**Work to be completed:** Pictures do not belong in the copy; restate the records below word for word.

-------- Stored rows

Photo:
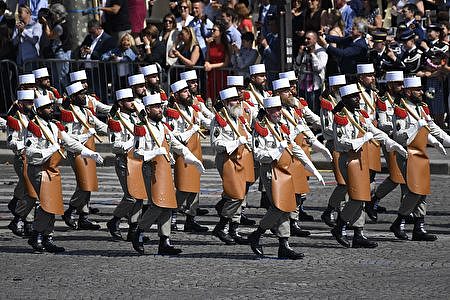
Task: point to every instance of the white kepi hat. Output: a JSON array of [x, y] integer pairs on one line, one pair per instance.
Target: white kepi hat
[[282, 83], [337, 80], [394, 76], [290, 75], [178, 86], [348, 90], [136, 79], [152, 99], [74, 88], [149, 70], [78, 76], [41, 73], [124, 94], [411, 82], [365, 69], [42, 101], [235, 80], [27, 79], [274, 101], [188, 75], [257, 69], [25, 95], [228, 93]]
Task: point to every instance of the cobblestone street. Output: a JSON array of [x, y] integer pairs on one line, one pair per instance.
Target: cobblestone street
[[95, 266]]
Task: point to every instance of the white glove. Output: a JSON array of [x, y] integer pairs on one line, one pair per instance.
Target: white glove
[[421, 123], [283, 144], [319, 147], [128, 144], [368, 136], [91, 132], [319, 177], [242, 140]]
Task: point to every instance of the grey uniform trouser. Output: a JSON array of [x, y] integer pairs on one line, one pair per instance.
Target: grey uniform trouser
[[80, 199], [44, 222], [161, 215], [128, 207], [274, 218], [353, 210], [411, 202], [25, 204], [191, 199]]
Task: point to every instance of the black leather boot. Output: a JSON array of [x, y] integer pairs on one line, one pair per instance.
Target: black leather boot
[[35, 241], [360, 241], [137, 239], [192, 226], [239, 239], [50, 246], [398, 228], [286, 252], [113, 227], [296, 230], [338, 232], [165, 248], [85, 224], [419, 232], [69, 218], [254, 238], [327, 216], [219, 231], [16, 226]]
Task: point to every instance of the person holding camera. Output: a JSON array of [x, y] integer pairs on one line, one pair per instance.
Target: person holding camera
[[311, 61]]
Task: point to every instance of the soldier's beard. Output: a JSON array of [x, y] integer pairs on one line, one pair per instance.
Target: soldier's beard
[[235, 111]]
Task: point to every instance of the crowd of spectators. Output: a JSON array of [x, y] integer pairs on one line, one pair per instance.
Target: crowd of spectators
[[224, 37]]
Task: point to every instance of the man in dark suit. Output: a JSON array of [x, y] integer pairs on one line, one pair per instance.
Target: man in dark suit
[[92, 48], [352, 49]]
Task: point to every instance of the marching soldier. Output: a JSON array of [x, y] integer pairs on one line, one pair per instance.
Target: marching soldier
[[43, 153], [184, 119], [353, 129], [22, 203], [385, 112], [44, 86], [153, 143], [93, 102], [414, 129], [234, 161], [327, 105], [275, 151], [121, 125], [303, 137], [82, 125]]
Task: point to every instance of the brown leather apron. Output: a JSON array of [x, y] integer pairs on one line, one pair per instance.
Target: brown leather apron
[[162, 186], [50, 195], [86, 170], [186, 176], [394, 171], [135, 178], [358, 183], [283, 190], [418, 164], [28, 185]]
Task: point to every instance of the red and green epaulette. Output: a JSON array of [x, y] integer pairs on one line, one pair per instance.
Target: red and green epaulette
[[326, 105], [262, 131], [13, 123], [221, 121], [400, 112], [172, 113], [67, 116], [341, 120], [34, 129], [114, 125]]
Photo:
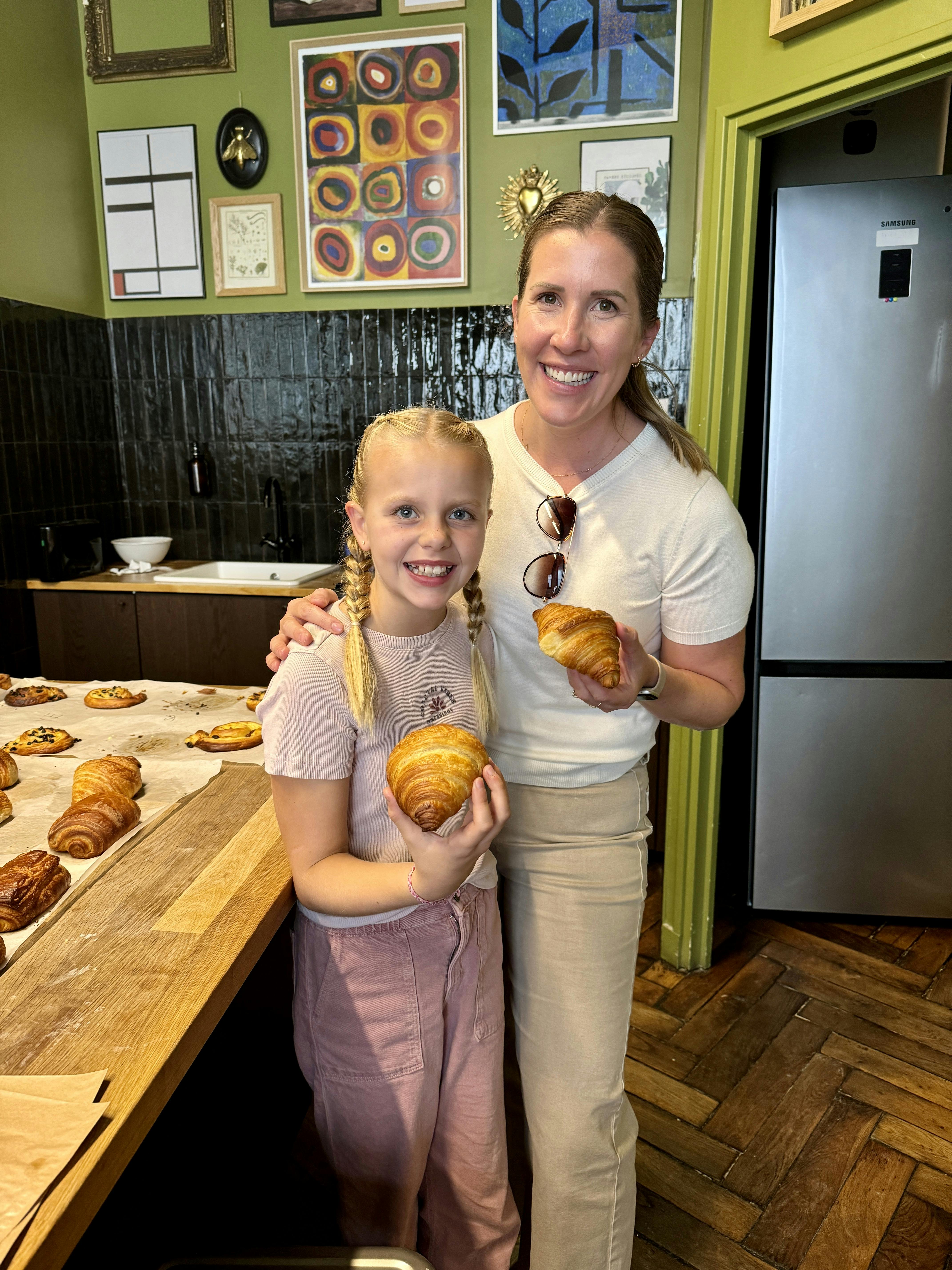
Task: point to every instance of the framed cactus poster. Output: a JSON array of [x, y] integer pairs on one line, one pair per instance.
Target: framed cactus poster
[[584, 64], [380, 138]]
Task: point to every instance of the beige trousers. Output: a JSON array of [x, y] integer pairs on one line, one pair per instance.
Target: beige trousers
[[576, 867]]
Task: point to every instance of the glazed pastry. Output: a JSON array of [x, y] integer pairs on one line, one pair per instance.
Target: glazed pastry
[[91, 827], [116, 774], [432, 772], [112, 699], [226, 736], [9, 774], [41, 741], [35, 695], [28, 886], [581, 639]]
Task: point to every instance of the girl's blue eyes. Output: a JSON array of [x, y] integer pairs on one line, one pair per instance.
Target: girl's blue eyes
[[407, 514]]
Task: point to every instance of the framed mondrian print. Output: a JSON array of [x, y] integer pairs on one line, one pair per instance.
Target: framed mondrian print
[[380, 141]]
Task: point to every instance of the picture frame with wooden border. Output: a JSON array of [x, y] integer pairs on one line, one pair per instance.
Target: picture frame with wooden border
[[248, 248], [788, 21], [408, 7], [106, 66]]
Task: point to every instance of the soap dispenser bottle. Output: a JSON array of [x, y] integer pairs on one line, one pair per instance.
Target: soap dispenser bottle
[[198, 472]]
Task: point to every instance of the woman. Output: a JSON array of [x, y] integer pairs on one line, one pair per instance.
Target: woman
[[600, 501]]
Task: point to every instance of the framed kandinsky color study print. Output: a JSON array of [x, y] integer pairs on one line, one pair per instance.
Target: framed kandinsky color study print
[[380, 141], [583, 64]]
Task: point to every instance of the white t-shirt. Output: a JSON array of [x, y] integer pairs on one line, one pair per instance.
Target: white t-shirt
[[310, 733], [656, 545]]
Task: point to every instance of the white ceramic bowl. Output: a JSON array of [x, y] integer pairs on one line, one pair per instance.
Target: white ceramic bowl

----------------

**Solution to this problem:**
Photo:
Task: point to every instance of the white kepi hat. Output: a JSON array of [x, y] integer pairs on one line, one pair per instance.
Target: white kepi hat
[[282, 83], [337, 80], [394, 76], [290, 75], [178, 86], [348, 90], [136, 79], [152, 99], [74, 88], [149, 70], [78, 76], [41, 73], [124, 94], [411, 82], [365, 69], [42, 101], [235, 80], [27, 79], [274, 101], [188, 75], [257, 69], [25, 95], [228, 93]]
Task: point to every instance of the cobblestone street. Output: a JSON array of [x, y] integer pairs on one line, one pair per instance.
Target: cobblestone street
[[95, 266]]
Task: point to every instance of the white glove. Output: a JSON array of [x, y] integer pairs on one line, one pair per instance.
Target: white glove
[[421, 123], [283, 144], [319, 147], [128, 144], [368, 136], [91, 132], [319, 177], [242, 140]]
Task: point to every instance of the grey uniform trouser. Output: a JSON array of [x, y] integer pairs on one line, one pair per instance.
Target: grey uniform trouser
[[80, 199], [44, 222], [161, 215], [128, 207], [274, 218], [353, 210], [411, 202], [25, 204], [191, 199]]
Task: point to every instance of the black leather boot. Output: a JSON array of [x, y] integer pairs on one line, one pair per instance.
Target: black leather boot
[[35, 241], [360, 241], [137, 239], [192, 226], [239, 239], [50, 246], [398, 228], [286, 252], [113, 227], [296, 230], [338, 232], [165, 248], [85, 224], [419, 232], [69, 218], [254, 238], [327, 216], [219, 231], [16, 226]]
Task: point to every instance of the person holding camera. Output: a JSON array of [x, y] integer pairs on one line, one pair per instance.
Target: person holding camera
[[311, 61]]
Task: point to every instance of the soldier's beard. Output: a JSON array of [x, y] integer pairs on one line, one pair per instance.
Target: soldier's beard
[[235, 111]]
Task: point to every instance of the crowd of spectators. Output: a JSON array of [x, y] integer pairs on one line, one pair per instance.
Target: crowd of spectators
[[224, 37]]
Task: point to every instance of the man in dark suit. Output: a JSON array of [x, y] integer pairs on one line, one pair per instance.
Target: man in dark suit
[[92, 48], [352, 49]]
Task: point to every instance of the marching soldier. Output: a JSON array of [x, y] integer pairs on one line, one pair per instance.
Target: marching soldier
[[43, 153], [184, 119], [353, 129], [22, 203], [385, 112], [44, 86], [153, 143], [93, 102], [414, 129], [234, 161], [327, 105], [275, 151], [121, 125], [303, 137], [82, 125]]
Task: point to every instance of the brown leather apron. Output: a JSON array of [x, y] integer pairs on one line, one pair per instance.
Target: brown leather apron
[[162, 186], [50, 195], [86, 170], [186, 176], [394, 171], [135, 178], [358, 183], [283, 190], [418, 164], [28, 185]]
Task: point to every instance of the red and green epaulette. Output: a JSON array of [x, y] integer pairs on one line, one pair per instance.
Target: red and green epaulette
[[326, 105], [262, 131], [13, 123], [221, 121], [400, 112], [172, 113], [67, 116], [341, 120], [34, 129], [114, 125]]
Photo:
Task: point to every instance of the framed cactus poster. Output: a JSON array of [x, y] integer pairs on one line, one pair per instance.
Target: framed cactus poster
[[584, 64], [380, 138]]
Task: point to every instance of the beige trousers. Output: a JSON array of [x, y] integer pairs on one line, one pair per instance.
Target: beige trousers
[[576, 867]]
Task: point to every instance of the glazed pastry. Output: a JSON array of [x, y] integer pairs on one line, one pair per instance.
Target: glazed pastry
[[91, 827], [116, 774], [432, 772], [112, 699], [226, 736], [9, 774], [41, 741], [35, 695], [28, 886], [581, 639]]
Task: point to every instance of the girl's blue eyes. Output: a JSON array of [x, y] integer pairs on one line, one pair per instance.
Target: girl's blue eyes
[[407, 514]]
Task: point to every instance of the framed mondrian print. Output: a JSON array of [x, y] integer pairs on one line, one pair per instance.
Target: framed mondrian print
[[380, 141]]
Task: point to every instance of the picture frame with wooden border. Output: a JSON array of [x, y] integer pairs on one line, one pair per instance.
Target: picture frame with wooden border
[[248, 248], [788, 21], [408, 7], [106, 66]]
Task: point to every instance of the soap dispenser bottle. Output: a JSON array of [x, y] integer pairs on one line, one pair per instance.
Target: soap dispenser bottle
[[198, 472]]
Task: point to every instance of the woman. Output: a JSON array of [x, y] integer pairs on one line, one pair per instance.
Target: woman
[[600, 501]]
Task: point to every instance of the framed kandinsky color study print. Output: a JSON array of [x, y] integer pairs on one line, one pair per instance.
Target: framed kandinsky color study print
[[380, 141], [583, 64]]
Task: point to every instance of the white t-shirt. Output: a JSON array of [x, y] integer pairs on one line, one pair per instance.
Target: white t-shirt
[[310, 733], [656, 545]]
Task: point to every instance of the white ceramic bowl. Output: a JSON array of [x, y] integer pairs on one line, one pair per instance.
Target: white ceramic bowl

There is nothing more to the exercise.